§ Exercise requirements:
Output each line of the material exactly as it stands.

§ The data:
════════

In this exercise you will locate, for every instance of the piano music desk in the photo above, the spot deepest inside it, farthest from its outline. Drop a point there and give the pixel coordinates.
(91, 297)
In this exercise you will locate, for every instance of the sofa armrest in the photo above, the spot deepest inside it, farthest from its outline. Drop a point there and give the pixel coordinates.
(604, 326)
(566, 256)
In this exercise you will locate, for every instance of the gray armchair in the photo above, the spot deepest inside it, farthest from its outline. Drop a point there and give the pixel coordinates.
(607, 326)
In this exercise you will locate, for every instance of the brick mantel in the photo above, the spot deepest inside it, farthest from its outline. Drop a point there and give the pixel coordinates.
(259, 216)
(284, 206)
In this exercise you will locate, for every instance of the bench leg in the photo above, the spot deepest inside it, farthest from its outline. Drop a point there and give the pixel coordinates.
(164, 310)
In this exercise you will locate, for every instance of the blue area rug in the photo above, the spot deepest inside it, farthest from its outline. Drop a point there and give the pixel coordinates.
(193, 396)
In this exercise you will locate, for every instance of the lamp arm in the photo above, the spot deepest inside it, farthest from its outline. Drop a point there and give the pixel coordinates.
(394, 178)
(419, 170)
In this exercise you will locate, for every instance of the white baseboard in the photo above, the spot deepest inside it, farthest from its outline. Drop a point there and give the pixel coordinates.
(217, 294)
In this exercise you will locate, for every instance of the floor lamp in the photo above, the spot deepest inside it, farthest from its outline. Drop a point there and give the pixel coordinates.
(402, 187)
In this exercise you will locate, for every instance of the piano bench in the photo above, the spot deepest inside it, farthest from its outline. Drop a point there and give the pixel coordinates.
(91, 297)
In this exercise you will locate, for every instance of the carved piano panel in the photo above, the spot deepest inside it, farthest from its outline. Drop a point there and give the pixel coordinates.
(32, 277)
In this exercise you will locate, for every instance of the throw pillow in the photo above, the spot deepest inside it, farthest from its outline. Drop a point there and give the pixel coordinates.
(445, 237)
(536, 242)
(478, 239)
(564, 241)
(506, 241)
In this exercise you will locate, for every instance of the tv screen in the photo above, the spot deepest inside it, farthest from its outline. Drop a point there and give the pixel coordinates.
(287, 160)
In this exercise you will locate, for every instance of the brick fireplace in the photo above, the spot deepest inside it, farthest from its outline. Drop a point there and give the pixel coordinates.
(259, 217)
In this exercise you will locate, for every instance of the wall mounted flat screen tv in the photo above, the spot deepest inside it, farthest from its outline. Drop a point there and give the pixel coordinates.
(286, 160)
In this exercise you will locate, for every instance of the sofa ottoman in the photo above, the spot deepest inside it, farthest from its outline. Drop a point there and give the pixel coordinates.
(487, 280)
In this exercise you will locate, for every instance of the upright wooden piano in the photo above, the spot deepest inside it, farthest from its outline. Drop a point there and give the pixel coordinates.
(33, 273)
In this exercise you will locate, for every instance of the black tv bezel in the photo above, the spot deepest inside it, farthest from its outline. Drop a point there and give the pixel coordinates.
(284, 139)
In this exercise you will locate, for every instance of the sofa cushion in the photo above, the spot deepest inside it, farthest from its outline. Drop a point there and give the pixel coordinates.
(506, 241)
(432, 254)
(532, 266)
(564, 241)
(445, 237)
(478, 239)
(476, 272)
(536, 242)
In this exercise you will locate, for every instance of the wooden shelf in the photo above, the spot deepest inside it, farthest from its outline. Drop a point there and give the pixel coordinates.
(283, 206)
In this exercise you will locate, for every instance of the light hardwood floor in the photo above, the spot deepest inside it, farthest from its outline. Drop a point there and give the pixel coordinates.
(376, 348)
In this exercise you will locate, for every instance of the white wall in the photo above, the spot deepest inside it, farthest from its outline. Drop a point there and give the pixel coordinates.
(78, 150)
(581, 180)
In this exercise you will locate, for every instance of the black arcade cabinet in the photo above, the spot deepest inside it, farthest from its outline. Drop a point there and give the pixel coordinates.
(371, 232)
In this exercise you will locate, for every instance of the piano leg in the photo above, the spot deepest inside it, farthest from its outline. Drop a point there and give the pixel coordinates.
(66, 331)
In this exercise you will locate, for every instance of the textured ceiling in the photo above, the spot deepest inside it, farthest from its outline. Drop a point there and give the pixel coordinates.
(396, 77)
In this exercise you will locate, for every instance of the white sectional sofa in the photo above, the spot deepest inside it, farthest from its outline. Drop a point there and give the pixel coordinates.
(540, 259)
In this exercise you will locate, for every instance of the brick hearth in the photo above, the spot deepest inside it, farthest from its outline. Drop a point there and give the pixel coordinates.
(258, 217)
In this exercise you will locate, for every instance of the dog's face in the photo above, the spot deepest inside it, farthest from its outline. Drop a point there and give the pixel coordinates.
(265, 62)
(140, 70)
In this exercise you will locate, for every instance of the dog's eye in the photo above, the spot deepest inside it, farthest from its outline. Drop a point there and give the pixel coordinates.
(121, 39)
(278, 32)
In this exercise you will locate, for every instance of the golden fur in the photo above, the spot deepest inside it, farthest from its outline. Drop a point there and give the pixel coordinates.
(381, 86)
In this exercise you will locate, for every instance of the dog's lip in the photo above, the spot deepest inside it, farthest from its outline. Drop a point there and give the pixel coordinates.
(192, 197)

════════

§ Correct response:
In this exercise you will locate, for every instance of the piano music desk in the photo above, the spot deepest inside it, farthest from its outline. Drop a point there and give the pixel coordinates.
(91, 297)
In this exercise you will locate, for every instance of the sofa armrest in the photo above, the spot deepest inside it, farthest from its outline. Drop a point there and give the pixel coordinates.
(604, 326)
(566, 256)
In this exercise you will locate, for every instance of the gray armchair in the photo above, the spot deepest inside it, farthest from its outline. Drop a point there and give the pixel coordinates.
(607, 326)
In this exercise you will locate, for every instance of the brick mantel in the photo above, the spot deepest inside it, farthest from its outline. Drop a point there and give the pixel coordinates.
(259, 216)
(284, 206)
In this exercise you will locate, for every instance of the bench leg in the photo above, the spot deepest inside it, farthest from its outline. Drop a point there and give the pixel coordinates.
(164, 310)
In this exercise you will locate, for every instance of the blue area rug in the photo above, the spot deepest inside it, farthest from its outline. Drop a point there and give the pixel coordinates.
(193, 396)
In this exercise you will locate, for every instance of the lamp arm in the photo above, the spot deepest inside it, farthest from its outline. Drop a point there and give the pixel coordinates.
(394, 178)
(419, 170)
In this exercise you will locate, for every instance of the white baseboard in the photo above, the spot deepest inside it, farthest from its outline. Drop a point there and give the pixel coordinates.
(217, 294)
In this exercise you will locate, for every instance of the floor lamp in the photo above, the spot deepest inside it, farthest from its outline. Drop a point there and give the pixel coordinates.
(402, 187)
In this exercise you will locate, for every instance of the piano bench in the photo above, the spot deepest inside it, farthest from its outline. Drop a point there and give the pixel coordinates.
(91, 297)
In this exercise you will locate, for every instance of the carved piano panel in the photo above, the spot deepest inside it, farthest from its outline. Drop a point there and give the pixel coordinates.
(32, 277)
In this exercise you will locate, for every instance of the throw pillow in the photo above, the spot deepest inside it, farthest from its outline. Drop a point there and give the pixel coordinates.
(445, 237)
(536, 242)
(478, 239)
(564, 241)
(506, 241)
In this exercise you will locate, for every instance of the tv screen in the photo above, the spot deepest inside it, farthest from its outline. Drop a point there and give the pixel coordinates.
(287, 160)
In this exercise you will locate, for every instance of the brick fireplace in the photo above, the spot deepest inside it, farthest from its outline. Drop a point there and give the pixel coordinates.
(259, 217)
In this exercise you will locate, for every instance of the wall mounted flat screen tv in the photo above, the spot deepest inside it, farthest from its outline. Drop a point there and give the pixel coordinates.
(286, 160)
In this exercise you will locate, for every instance of the sofa ottoman in the photo above, the spot deepest inside it, farthest from its outline. Drop a point there and give the pixel coordinates.
(487, 280)
In this exercise you will locate, for every instance of the upright wooden piano in the photo above, the spot deepest inside it, farthest from its outline. Drop a point there and give the pixel coordinates.
(33, 273)
In this exercise you will locate, for every instance of the black tv bezel in the photo above, the spot deepest inside it, farthest from its outline. Drop a point there and give the pixel coordinates.
(284, 139)
In this exercise you will locate, for every instance of the sofa cushion in the photo above, the spot deepest inside it, farthest from its outline. Drop a point there and give the pixel coordinates.
(506, 241)
(432, 254)
(532, 266)
(564, 241)
(445, 237)
(478, 239)
(476, 272)
(536, 242)
In this exercise you will locate, for every instance of the wooden shelf in the photo above, the spot deepest inside it, farthest from its outline. Drop a point there and give the pixel coordinates.
(283, 206)
In this exercise you will locate, for every instance of the light hardwood floor in the photo above, the spot deepest inside it, farthest from its outline. Drop a point there and give the pixel coordinates.
(376, 348)
In this exercise you will locate, for every instance of the white wall in the photo above, the spot deepest inside it, farthest from its outline. Drop a point there and give the pixel coordinates.
(78, 150)
(581, 180)
In this exercise you will locate, for every instance of the black arcade cabinet in the photo above, the spot deepest inside it, farthest from its outline. Drop a point there and give the pixel coordinates.
(371, 232)
In this exercise you will locate, for every instance of the piano leg in the photo above, the spot deepest inside it, farthest from its outline. Drop a point there and give the pixel coordinates.
(66, 331)
In this exercise you will locate, for every instance of the textured ceiling in the photo above, the spot deepest inside it, farthest from its outline. Drop a point there and give the pixel coordinates.
(396, 77)
In this exercise you will locate, for every instance of the white sectional sofa in the photo above, the spot deepest inside it, farthest from its outline. Drop a point there and give the pixel coordinates.
(540, 259)
In this exercise you will locate, for every instance of the brick hearth in the photo above, the spot deepest inside it, farthest from its outline. Drop a point there and give the pixel coordinates.
(258, 217)
In this exercise you will locate, for every instance of the dog's face in the photo above, the spot deepest inside it, farthest from its outline. Drop a point there and give the pixel coordinates.
(265, 62)
(140, 70)
In this exercise you will locate, for every instance of the dog's eye in the photo above, the spot deepest inside it, farthest from its outline. Drop a point there and give the pixel coordinates.
(121, 39)
(278, 32)
In this exercise you will locate, for every instance of the golden fur in the photo above, the spot deepest inside it, farthest from its outline. Drop a point there and give the pixel coordinates.
(381, 86)
In this exercise you will locate, for every instance of the dog's lip in the photo above, the spot deepest inside it, farthest from its outline. Drop a point there and give the pixel coordinates.
(192, 197)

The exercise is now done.